Can you reproduce the whole listing below line for line, without changing anything?

────

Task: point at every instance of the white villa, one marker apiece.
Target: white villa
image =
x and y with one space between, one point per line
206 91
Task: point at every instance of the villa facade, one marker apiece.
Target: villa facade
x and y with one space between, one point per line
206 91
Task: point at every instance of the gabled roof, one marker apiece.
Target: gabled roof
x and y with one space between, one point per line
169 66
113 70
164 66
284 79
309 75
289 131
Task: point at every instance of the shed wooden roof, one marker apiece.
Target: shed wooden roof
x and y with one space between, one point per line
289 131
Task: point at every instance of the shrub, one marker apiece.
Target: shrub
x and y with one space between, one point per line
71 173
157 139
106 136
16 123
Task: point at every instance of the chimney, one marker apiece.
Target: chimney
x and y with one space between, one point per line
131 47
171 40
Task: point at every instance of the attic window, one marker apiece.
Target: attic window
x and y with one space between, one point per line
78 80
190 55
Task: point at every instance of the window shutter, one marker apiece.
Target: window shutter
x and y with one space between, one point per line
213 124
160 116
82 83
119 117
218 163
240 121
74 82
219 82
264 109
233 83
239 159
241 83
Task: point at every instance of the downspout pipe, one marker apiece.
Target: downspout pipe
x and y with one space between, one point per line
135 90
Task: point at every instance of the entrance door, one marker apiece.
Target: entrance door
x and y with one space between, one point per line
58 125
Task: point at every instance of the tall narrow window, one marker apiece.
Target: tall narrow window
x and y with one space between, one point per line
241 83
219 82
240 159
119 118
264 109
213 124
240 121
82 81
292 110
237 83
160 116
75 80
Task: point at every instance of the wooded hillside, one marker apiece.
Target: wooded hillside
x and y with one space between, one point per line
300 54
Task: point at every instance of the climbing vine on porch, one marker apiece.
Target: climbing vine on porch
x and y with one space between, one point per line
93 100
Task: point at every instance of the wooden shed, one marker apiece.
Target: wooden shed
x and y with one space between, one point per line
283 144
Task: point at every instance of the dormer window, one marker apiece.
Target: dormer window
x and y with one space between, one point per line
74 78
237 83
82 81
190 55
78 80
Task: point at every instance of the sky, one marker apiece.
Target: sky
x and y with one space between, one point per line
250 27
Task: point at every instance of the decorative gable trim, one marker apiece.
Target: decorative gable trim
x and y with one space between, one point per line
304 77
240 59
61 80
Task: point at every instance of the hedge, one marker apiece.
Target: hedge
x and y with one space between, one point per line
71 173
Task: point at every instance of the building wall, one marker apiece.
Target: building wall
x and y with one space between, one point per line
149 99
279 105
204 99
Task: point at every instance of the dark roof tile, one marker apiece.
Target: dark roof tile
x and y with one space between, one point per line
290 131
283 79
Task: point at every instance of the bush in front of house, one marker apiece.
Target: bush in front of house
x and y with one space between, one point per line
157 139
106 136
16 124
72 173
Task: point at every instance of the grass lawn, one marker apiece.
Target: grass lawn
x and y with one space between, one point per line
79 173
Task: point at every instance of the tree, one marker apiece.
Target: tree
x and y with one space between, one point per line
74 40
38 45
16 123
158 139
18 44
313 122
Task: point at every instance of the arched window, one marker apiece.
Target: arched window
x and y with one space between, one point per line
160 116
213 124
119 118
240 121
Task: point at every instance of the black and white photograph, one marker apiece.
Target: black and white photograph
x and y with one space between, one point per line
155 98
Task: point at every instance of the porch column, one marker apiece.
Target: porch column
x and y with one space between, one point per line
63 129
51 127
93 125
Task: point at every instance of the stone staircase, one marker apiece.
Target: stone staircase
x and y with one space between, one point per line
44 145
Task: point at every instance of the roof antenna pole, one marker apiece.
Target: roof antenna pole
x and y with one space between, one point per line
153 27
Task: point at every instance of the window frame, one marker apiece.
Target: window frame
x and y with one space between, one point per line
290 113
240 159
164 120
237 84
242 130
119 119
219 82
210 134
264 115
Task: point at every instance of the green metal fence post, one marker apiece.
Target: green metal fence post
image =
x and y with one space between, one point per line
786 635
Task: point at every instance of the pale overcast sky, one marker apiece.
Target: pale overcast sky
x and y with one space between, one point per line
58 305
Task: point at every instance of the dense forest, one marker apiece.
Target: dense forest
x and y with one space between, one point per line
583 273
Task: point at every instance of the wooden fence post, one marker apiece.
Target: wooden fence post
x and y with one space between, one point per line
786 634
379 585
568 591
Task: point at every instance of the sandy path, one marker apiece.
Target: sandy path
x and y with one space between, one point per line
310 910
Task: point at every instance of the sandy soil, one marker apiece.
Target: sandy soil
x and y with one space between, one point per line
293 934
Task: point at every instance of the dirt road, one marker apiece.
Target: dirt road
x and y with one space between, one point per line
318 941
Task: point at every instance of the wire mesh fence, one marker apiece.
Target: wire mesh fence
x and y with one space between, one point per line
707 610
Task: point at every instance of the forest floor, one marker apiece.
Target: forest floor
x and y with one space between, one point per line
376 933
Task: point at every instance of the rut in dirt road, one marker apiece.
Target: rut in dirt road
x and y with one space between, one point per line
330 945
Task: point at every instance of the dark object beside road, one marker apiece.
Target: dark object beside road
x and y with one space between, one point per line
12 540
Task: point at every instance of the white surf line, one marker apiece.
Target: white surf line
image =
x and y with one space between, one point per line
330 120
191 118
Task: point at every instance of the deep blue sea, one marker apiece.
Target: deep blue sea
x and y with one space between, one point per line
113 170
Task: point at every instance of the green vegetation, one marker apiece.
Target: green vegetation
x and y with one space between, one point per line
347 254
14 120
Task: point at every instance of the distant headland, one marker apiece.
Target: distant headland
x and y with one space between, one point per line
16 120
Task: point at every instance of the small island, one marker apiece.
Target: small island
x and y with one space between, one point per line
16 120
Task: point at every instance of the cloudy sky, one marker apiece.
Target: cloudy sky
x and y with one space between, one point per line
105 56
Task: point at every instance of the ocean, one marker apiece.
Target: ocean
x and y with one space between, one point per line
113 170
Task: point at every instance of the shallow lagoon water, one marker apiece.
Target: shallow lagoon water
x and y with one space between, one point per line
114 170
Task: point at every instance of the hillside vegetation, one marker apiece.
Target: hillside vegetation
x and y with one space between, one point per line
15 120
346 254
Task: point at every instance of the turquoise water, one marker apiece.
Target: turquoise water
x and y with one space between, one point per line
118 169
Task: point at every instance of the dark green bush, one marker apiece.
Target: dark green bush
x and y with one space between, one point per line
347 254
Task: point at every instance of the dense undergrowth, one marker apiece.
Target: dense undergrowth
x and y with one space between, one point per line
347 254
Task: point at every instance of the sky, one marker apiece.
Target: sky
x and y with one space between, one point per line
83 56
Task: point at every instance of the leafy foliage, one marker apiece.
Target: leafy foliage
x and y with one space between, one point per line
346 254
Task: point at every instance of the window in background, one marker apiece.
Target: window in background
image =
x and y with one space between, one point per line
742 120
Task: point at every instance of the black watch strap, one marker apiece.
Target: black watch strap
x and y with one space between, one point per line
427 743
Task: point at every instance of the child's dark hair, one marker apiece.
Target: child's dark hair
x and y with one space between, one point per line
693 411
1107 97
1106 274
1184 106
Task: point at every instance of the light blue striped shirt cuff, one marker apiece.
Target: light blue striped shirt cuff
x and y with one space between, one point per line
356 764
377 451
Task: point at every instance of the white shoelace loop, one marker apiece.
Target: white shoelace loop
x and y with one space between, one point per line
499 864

────

SOLUTION TO THIS EXERCISE:
Task: point at every instance of the white villa, one marker apiece.
Target: white villa
image =
x and y with one space between, one point per line
206 91
Task: point at every instance of the villa facade, one marker apiece.
Target: villa facade
x and y with one space between, one point per line
206 91
Task: point at every instance of the gabled roof, one marker apiece.
Target: gabled roof
x and y with one space between, one point per line
169 66
113 70
164 66
284 79
309 75
289 131
Task: point at every instance of the shed wooden roof, one marker apiece.
Target: shed wooden roof
x and y with one space between, one point per line
289 131
Task: point at every instance of the shrub, one marker apiece.
Target: shrub
x and y with one space between, one point per line
71 173
157 139
106 136
16 123
Task: point at every instance of the chimney, one marker apiece.
Target: chimney
x and y with one space between, one point per line
131 47
171 40
Task: point at every instance of the attic window, one marker apiece.
Target: attic window
x and y with one space between, one point per line
78 80
190 55
Task: point at every instance of the window shutter, one marker apiece.
Target: window shutter
x and y with one space between, one point per line
213 124
160 116
82 83
119 117
218 163
240 121
74 82
219 82
264 109
233 83
239 159
241 83
Task: point at every instance of the downspout pipe, one marker apiece.
Target: downspout pipe
x and y with one space between, one point per line
135 90
Task: point at every instance of the entrance door, one marker apiece.
Target: entrance door
x and y with one space between, one point per line
58 125
Task: point at every instance of the tall narrow window, one marker apiece.
Target: tall narrow window
x and y with one space between, one point per line
241 83
219 82
240 159
119 118
264 109
213 124
240 121
82 81
292 110
237 83
160 116
75 80
Task: point at every instance of the wooded hillside, one marker apiece.
Target: wooded hillside
x and y with one space between, one point per line
300 54
Task: point at every instance of the climbing vine on porch, one marker apiece.
Target: climbing vine on porch
x and y with one space between, one point per line
93 100
Task: point at every instance of the wooden shed, one marker apiece.
Target: wooden shed
x and y with one space between, one point per line
283 144
Task: point at every instance of the dormer window, one marker apiece.
Target: dormer window
x and y with one space between, one point per line
74 78
237 83
82 81
190 55
78 80
Task: point at every instance of the sky, one marker apiece.
Target: sky
x and y with one space between, one point per line
250 27
Task: point at every instance of the decorative gable trim, one marker apiece.
Target: decorative gable trim
x and y with one space between, one point per line
304 77
240 59
61 80
Task: point at every instance of the hedge, one marker apiece.
Target: hedge
x and y with one space between, one point per line
71 173
Task: point at every instance of the building wall, one marker apiece.
Target: building wall
x and y with one space between, one point per line
149 99
279 105
204 99
Task: point at every instance of the dark roof tile, one marker apiece.
Target: dark roof tile
x and y with one space between, one point per line
290 131
283 79
Task: point at every instance of the bush in front of house, one marker apiece.
Target: bush in front of house
x and y with one space between, one point per line
157 139
106 136
16 124
72 173
Task: point at every instance of the grass lawn, one marker apiece.
Target: grass lawn
x and y with one space between, one point per line
79 173
Task: point at every instance of the tree, one marker apiece.
Target: tree
x and y with one space between, one point per line
74 40
38 45
16 123
158 139
18 44
313 122
Task: point at every instance of the arched window, one marker apiece.
Target: arched window
x and y with one space between, one point per line
160 116
213 124
119 118
240 121
Task: point at every instance of the black and white photograph, one marker apiece.
Target: black and white photograph
x and y with one space between, one point per line
155 98
Task: point at every instance of the porch column, one marker apiece.
Target: porch column
x and y with one space between, one point per line
63 129
51 127
93 125
Task: point at every instance of the stone staircase, one marker apiece.
Target: stone staircase
x and y with one space between, one point per line
44 145
Task: point at every instance of the roof antenna pole, one marker apiece.
Target: roof antenna pole
x and y with one space between, one point per line
153 27
Task: point at every instance of the window frame, one marker apiece.
Target: window frame
x and y with one space between, one point per line
290 113
240 159
164 120
237 84
242 130
119 119
219 82
210 134
264 115
Task: point at every instance of the green metal fence post, one marker apiece.
Target: green metal fence post
image =
x and y with one space between, one point per line
786 635
Task: point at every instance of the pale overcast sky, one marker apiece.
Target: pale overcast sky
x and y with one space between, one point per line
58 305
Task: point at every instance of the dense forest, one marker apiece.
Target: dense forest
x and y with one space between, one point per line
583 273
Task: point at every instance of the wooden fence post, one marker apiece.
Target: wooden fence post
x and y with one space between, one point per line
786 634
379 585
568 591
Task: point at every instance of the sandy path, one marker apiece.
Target: sandy path
x and y with one space between, one point per line
310 910
Task: point at every instance of the sandy soil, one marker apiece.
Target: sandy soil
x and y with one space between, one point per line
293 934
Task: point at every instance of the dirt road, one marker apiece.
Target: dirt road
x and y with one space between, one point per line
318 941
Task: point at every instance of the wire mesh fence, one marker apiece.
Target: wire mesh fence
x and y with one space between, one point per line
707 610
Task: point at every instance of the forest floor, one marker apiece.
Target: forest floor
x and y with one space between, one point per line
376 933
Task: point at every instance of the rut in dirt road, one marker apiece.
Target: rut in dirt road
x and y with one space between, one point per line
330 945
Task: point at every instance of the dark object beside road, one marker apiece.
Target: dark object beside road
x and y with one space between, one point per line
12 540
Task: point at every instance of the white surf line, one marker apiece.
Target: white surf line
image =
x and y with one space between, one point per line
330 120
191 118
Task: point at every instance of the deep blue sea, one marker apiece.
Target: deep blue sea
x and y with one space between, one point per line
113 170
Task: point at every instance of the green vegetation, one marker apiece.
Target: green vegetation
x and y with one space between, one point per line
347 254
14 120
Task: point at every instance of the distant headland, one marker apiece.
Target: distant headland
x and y with one space between, one point per line
16 120
Task: point at every instance of the small island, one marker apiece.
Target: small island
x and y with one space between, one point per line
16 120
Task: point at every instance of the cloudy sky, one marker apiece.
Target: cloudy sky
x and y with one space between, one point per line
105 56
Task: point at every instance of the ocean, one marker apiece.
Target: ocean
x and y with one space between, one point per line
113 170
Task: point at every instance of the shallow lagoon water, one marker apiece.
Target: shallow lagoon water
x and y with one space between, one point per line
114 170
Task: point at every instance of the hillside vegetation, one marker apiece.
Target: hillside vegetation
x and y with one space between, one point per line
15 120
346 254
Task: point at every instance of the turquoise water, one marker apiece.
Target: turquoise water
x and y with one space between, one point per line
118 169
Task: point at every instance of the dark green bush, one marker apiece.
Target: dark green bush
x and y with one space between, one point per line
347 254
Task: point at every instance of the dense undergrowth, one marker apiece.
Target: dense undergrowth
x and y with one space between, one point per line
347 254
Task: point at every instance of the sky, one marker apiece.
Target: sky
x and y with one space between, one point per line
83 56
Task: point at every instance of the leafy foliage, one marker apiece.
Target: leafy foliage
x and y with one space between, one point per line
346 254
Task: point at every instance of the window in background, one marker apiece.
Target: window in background
image =
x and y with one space between, one point per line
742 120
Task: point at every instance of the black watch strap, one marker apiece.
Target: black watch strap
x and y with one space between, one point per line
427 743
Task: point at every instance of the child's dark hair, one marker apiece.
Target: child's dark hair
x and y with one space between, one point per line
693 411
1107 97
1106 274
1184 106
Task: point at every instance of the light blue striped shirt cuff, one marker apiece.
Target: light blue striped shirt cuff
x and y with one space between, one point per line
356 764
377 451
Task: point at every instance of the white shoelace loop, one marker apiece.
Target: white shoelace loop
x and y with one space between, one point per line
499 864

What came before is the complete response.